[Date Prev][Date Next][Thread Prev][Thread Next][Date Index][Thread Index]
bug#24615: [PATCH] sed: handle the patterns which consist of ^ or $ manu
From: |
Norihiro Tanaka |
Subject: |
bug#24615: [PATCH] sed: handle the patterns which consist of ^ or $ manually |
Date: |
Fri, 07 Oct 2016 00:06:23 +0900 |
Hi assaf,
Thanks for reviewing.
On Wed, 5 Oct 2016 00:46:44 -0400
Assaf Gordon <address@hidden> wrote:
>
> 1.
> In the patch, I'd recommend using the global/extern variable
> 'buffer_delimiter' instead of hard-coded '\n' - to seamlessly handle "sed -z"
> for NUL-terminated lines.
> 2.
> While trying your patch, I think I uncovered a sed bug (not in your code):
> It seems 's///m' do not work with "-z".
........
# Challenges
• A. Answer these from the bug#24615 message:
(i) Who is the sender of the message?
(ii) Which variable does Assaf Gordon recommend using in place of the hard-coded '\n'?
(iii) On what date did Assaf Gordon write the quoted review?
• B. Duplicate the bug#24615 message starting at the words "[Date Prev][Date Next][Thread" and stopping after "Thanks for reviewing.".
........
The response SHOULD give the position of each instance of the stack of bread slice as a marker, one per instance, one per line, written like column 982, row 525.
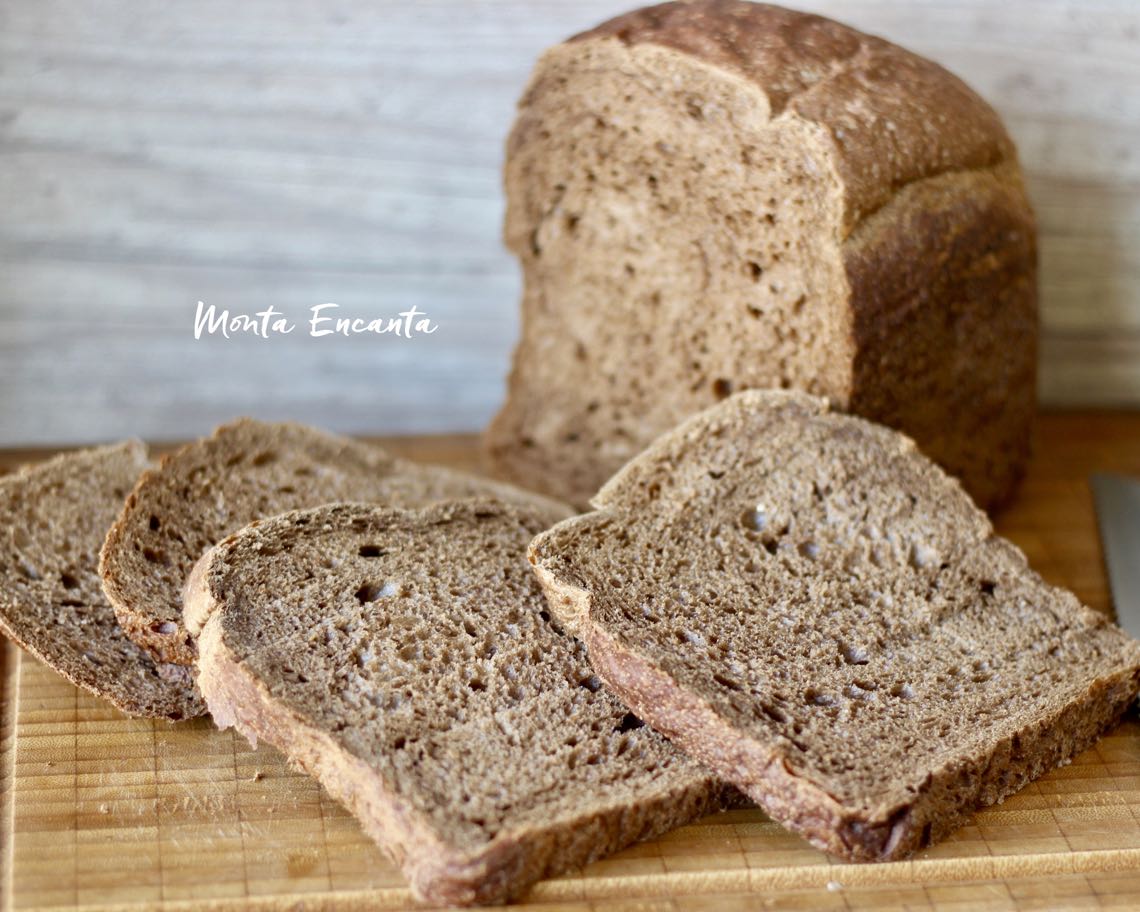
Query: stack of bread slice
column 773, row 601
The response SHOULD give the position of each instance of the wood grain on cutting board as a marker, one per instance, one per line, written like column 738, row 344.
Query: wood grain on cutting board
column 103, row 812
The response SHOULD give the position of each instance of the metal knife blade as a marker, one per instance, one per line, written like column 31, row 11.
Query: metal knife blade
column 1118, row 515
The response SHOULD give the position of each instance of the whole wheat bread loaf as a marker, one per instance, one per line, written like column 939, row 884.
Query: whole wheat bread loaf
column 719, row 195
column 814, row 610
column 245, row 471
column 53, row 519
column 406, row 659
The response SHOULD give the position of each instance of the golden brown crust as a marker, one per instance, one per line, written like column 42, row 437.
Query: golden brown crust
column 945, row 324
column 894, row 117
column 53, row 518
column 930, row 318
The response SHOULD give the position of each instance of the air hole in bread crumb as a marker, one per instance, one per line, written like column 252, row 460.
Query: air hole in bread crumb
column 156, row 556
column 726, row 682
column 754, row 520
column 819, row 698
column 629, row 723
column 369, row 592
column 773, row 713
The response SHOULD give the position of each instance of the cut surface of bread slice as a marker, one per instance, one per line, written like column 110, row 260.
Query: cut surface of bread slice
column 718, row 195
column 245, row 471
column 53, row 520
column 814, row 610
column 406, row 659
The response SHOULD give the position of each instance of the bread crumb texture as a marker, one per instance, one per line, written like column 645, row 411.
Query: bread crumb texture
column 816, row 611
column 408, row 660
column 53, row 519
column 245, row 471
column 714, row 196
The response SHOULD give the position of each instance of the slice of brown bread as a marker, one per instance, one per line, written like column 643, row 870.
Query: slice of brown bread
column 245, row 471
column 53, row 519
column 406, row 659
column 721, row 195
column 814, row 610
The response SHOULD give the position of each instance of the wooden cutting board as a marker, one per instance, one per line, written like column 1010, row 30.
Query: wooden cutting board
column 102, row 812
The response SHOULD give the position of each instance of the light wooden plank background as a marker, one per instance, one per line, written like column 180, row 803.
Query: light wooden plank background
column 295, row 152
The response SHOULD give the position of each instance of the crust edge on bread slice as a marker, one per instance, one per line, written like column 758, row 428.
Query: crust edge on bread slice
column 888, row 830
column 160, row 629
column 922, row 203
column 502, row 869
column 163, row 691
column 892, row 832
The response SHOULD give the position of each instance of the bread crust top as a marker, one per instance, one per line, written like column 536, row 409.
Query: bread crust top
column 890, row 116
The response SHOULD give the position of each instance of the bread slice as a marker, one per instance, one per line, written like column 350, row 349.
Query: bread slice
column 245, row 471
column 814, row 610
column 53, row 519
column 718, row 195
column 406, row 659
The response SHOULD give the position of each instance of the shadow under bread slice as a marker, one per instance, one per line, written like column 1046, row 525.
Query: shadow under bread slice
column 244, row 471
column 809, row 607
column 53, row 520
column 407, row 660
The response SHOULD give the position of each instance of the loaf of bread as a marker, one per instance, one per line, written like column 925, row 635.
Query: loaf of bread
column 814, row 610
column 245, row 471
column 53, row 519
column 718, row 195
column 407, row 660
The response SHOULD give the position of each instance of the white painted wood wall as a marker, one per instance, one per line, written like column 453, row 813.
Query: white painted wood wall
column 293, row 152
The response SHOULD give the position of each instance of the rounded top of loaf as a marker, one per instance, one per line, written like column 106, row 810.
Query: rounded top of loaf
column 893, row 117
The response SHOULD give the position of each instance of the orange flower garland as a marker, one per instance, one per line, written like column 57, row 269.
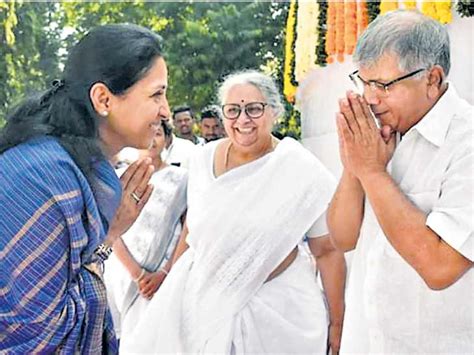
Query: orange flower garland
column 362, row 17
column 289, row 86
column 410, row 5
column 350, row 12
column 340, row 31
column 388, row 5
column 443, row 10
column 331, row 32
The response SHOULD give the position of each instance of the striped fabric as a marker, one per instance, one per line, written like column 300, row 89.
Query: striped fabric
column 51, row 221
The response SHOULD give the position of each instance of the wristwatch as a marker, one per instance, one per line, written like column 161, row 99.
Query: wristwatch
column 103, row 251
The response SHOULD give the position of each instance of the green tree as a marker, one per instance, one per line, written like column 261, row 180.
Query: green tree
column 204, row 41
column 30, row 39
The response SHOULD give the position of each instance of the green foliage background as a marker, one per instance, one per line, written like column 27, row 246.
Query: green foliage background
column 204, row 41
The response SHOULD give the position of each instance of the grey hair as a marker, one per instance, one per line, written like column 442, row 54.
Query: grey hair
column 264, row 83
column 417, row 40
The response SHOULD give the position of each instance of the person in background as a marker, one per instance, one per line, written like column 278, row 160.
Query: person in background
column 183, row 121
column 406, row 206
column 61, row 204
column 141, row 257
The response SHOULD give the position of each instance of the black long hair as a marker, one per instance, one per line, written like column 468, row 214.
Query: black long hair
column 116, row 55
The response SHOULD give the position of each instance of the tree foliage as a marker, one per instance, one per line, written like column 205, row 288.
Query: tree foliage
column 29, row 46
column 204, row 41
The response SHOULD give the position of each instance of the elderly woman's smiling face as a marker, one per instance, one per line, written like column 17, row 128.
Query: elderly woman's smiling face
column 247, row 131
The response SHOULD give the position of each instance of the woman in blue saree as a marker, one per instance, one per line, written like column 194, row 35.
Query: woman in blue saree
column 61, row 204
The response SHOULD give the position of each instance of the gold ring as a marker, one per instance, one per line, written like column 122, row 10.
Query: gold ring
column 135, row 197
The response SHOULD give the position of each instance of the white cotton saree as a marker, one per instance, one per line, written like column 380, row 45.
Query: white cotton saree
column 242, row 225
column 150, row 240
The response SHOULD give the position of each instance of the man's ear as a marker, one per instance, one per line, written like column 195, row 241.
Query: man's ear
column 435, row 81
column 101, row 98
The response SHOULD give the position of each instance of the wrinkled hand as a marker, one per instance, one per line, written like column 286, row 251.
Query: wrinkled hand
column 150, row 283
column 364, row 148
column 334, row 338
column 134, row 180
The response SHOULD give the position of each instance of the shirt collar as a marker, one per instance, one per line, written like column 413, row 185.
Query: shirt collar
column 434, row 126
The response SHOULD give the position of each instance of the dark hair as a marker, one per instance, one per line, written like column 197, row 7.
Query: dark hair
column 212, row 111
column 180, row 109
column 116, row 55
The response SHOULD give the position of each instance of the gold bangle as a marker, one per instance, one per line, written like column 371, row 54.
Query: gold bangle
column 141, row 276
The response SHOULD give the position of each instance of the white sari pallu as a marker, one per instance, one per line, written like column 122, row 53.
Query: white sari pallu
column 242, row 225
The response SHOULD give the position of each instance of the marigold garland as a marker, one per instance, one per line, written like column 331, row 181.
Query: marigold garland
column 306, row 38
column 409, row 5
column 362, row 17
column 465, row 8
column 443, row 11
column 289, row 83
column 321, row 55
column 388, row 5
column 331, row 32
column 350, row 14
column 340, row 31
column 440, row 10
column 373, row 8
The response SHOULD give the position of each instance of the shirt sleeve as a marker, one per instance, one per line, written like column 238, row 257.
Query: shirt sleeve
column 452, row 216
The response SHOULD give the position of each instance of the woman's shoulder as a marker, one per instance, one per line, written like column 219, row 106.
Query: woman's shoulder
column 42, row 153
column 40, row 162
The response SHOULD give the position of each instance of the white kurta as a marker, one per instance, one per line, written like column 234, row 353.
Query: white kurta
column 150, row 240
column 215, row 299
column 389, row 308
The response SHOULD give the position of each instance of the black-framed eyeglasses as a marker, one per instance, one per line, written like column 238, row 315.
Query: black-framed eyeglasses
column 377, row 87
column 252, row 109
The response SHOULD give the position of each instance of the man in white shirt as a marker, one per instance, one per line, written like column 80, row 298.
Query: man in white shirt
column 183, row 121
column 178, row 151
column 210, row 124
column 406, row 207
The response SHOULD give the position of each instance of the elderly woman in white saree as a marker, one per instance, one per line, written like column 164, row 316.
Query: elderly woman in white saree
column 142, row 256
column 242, row 283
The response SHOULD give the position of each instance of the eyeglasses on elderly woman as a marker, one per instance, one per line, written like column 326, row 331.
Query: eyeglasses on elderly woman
column 252, row 109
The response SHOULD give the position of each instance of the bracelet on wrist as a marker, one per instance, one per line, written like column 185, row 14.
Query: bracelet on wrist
column 164, row 271
column 141, row 276
column 103, row 251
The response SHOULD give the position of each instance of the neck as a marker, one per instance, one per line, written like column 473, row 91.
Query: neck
column 188, row 136
column 235, row 156
column 158, row 163
column 108, row 144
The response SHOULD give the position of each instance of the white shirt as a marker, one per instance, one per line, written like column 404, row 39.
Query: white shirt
column 389, row 307
column 179, row 152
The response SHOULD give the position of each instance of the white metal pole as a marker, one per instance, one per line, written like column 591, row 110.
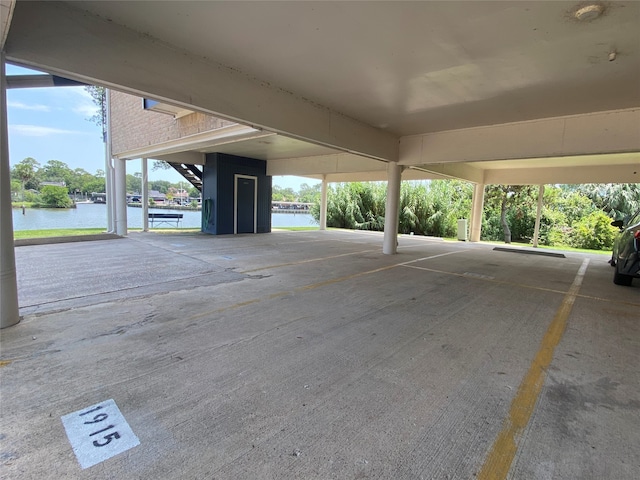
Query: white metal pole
column 476, row 211
column 323, row 203
column 9, row 309
column 392, row 207
column 121, row 196
column 145, row 196
column 536, row 230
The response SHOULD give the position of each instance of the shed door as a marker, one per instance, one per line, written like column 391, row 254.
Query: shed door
column 246, row 204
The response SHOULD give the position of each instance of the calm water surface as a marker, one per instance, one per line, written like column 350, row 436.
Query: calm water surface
column 94, row 215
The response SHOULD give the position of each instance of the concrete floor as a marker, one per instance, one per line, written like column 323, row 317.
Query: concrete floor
column 311, row 355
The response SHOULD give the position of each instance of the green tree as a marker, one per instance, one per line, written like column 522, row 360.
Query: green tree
column 512, row 203
column 52, row 196
column 616, row 199
column 309, row 194
column 279, row 194
column 57, row 171
column 134, row 183
column 593, row 232
column 96, row 185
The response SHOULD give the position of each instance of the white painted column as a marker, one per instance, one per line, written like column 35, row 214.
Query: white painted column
column 9, row 310
column 145, row 196
column 323, row 204
column 120, row 178
column 536, row 230
column 476, row 211
column 392, row 208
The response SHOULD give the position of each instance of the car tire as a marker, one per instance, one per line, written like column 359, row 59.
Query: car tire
column 624, row 280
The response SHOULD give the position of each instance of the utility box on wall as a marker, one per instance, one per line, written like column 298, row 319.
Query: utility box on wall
column 236, row 195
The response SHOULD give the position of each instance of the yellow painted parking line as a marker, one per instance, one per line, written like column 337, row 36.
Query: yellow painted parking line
column 308, row 260
column 498, row 462
column 485, row 279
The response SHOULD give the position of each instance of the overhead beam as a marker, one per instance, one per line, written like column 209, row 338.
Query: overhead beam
column 461, row 171
column 625, row 173
column 325, row 164
column 61, row 39
column 188, row 158
column 39, row 81
column 595, row 133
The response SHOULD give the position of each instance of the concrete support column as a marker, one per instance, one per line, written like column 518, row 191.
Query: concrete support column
column 9, row 311
column 323, row 204
column 536, row 231
column 145, row 196
column 476, row 211
column 120, row 178
column 391, row 210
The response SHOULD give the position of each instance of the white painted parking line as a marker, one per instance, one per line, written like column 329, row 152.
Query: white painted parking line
column 98, row 432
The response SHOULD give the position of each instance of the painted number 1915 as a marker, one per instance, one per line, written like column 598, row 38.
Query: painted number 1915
column 98, row 432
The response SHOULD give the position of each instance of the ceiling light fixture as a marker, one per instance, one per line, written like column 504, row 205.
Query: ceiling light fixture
column 589, row 12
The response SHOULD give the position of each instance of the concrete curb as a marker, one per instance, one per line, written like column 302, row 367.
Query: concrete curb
column 23, row 242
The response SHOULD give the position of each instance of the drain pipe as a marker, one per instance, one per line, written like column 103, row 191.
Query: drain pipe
column 9, row 310
column 108, row 166
column 323, row 203
column 536, row 230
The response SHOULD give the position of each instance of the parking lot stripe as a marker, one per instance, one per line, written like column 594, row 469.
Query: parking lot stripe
column 498, row 462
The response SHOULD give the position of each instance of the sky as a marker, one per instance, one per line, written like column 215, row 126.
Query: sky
column 53, row 124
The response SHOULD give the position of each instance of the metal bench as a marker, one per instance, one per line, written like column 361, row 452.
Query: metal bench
column 169, row 218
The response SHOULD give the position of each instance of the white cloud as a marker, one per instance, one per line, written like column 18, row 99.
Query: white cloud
column 38, row 131
column 24, row 106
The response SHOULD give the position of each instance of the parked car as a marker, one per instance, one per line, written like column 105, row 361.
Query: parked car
column 626, row 250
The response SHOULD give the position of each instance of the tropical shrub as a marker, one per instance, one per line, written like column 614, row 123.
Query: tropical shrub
column 593, row 232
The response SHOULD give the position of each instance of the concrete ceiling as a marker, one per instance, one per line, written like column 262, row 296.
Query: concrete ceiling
column 372, row 79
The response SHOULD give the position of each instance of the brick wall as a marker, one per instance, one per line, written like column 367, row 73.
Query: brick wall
column 134, row 127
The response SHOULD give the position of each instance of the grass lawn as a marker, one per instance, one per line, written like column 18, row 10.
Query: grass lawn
column 20, row 234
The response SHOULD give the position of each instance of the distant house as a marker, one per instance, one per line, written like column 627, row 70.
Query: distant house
column 97, row 197
column 156, row 196
column 153, row 195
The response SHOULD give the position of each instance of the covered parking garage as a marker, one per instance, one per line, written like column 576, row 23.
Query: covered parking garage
column 450, row 363
column 310, row 355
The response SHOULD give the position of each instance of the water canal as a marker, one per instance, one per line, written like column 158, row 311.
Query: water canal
column 94, row 215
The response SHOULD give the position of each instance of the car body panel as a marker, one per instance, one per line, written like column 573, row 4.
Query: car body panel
column 626, row 248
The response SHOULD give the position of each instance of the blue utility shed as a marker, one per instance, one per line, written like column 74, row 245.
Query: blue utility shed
column 236, row 195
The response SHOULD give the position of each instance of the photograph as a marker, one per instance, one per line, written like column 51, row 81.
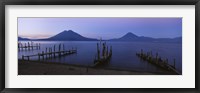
........
# List of solutions
• A.
(i) Norihiro Tanaka
(ii) 'buffer_delimiter'
(iii) Wed, 5 Oct 2016

• B.
[Date Prev][Date Next][Thread Prev][Thread Next][Date Index][Thread Index]
bug#24615: [PATCH] sed: handle the patterns which consist of ^ or $ manu
From: |
Norihiro Tanaka |
Subject: |
bug#24615: [PATCH] sed: handle the patterns which consist of ^ or $ manually |
Date: |
Fri, 07 Oct 2016 00:06:23 +0900 |
Hi assaf,
Thanks for reviewing.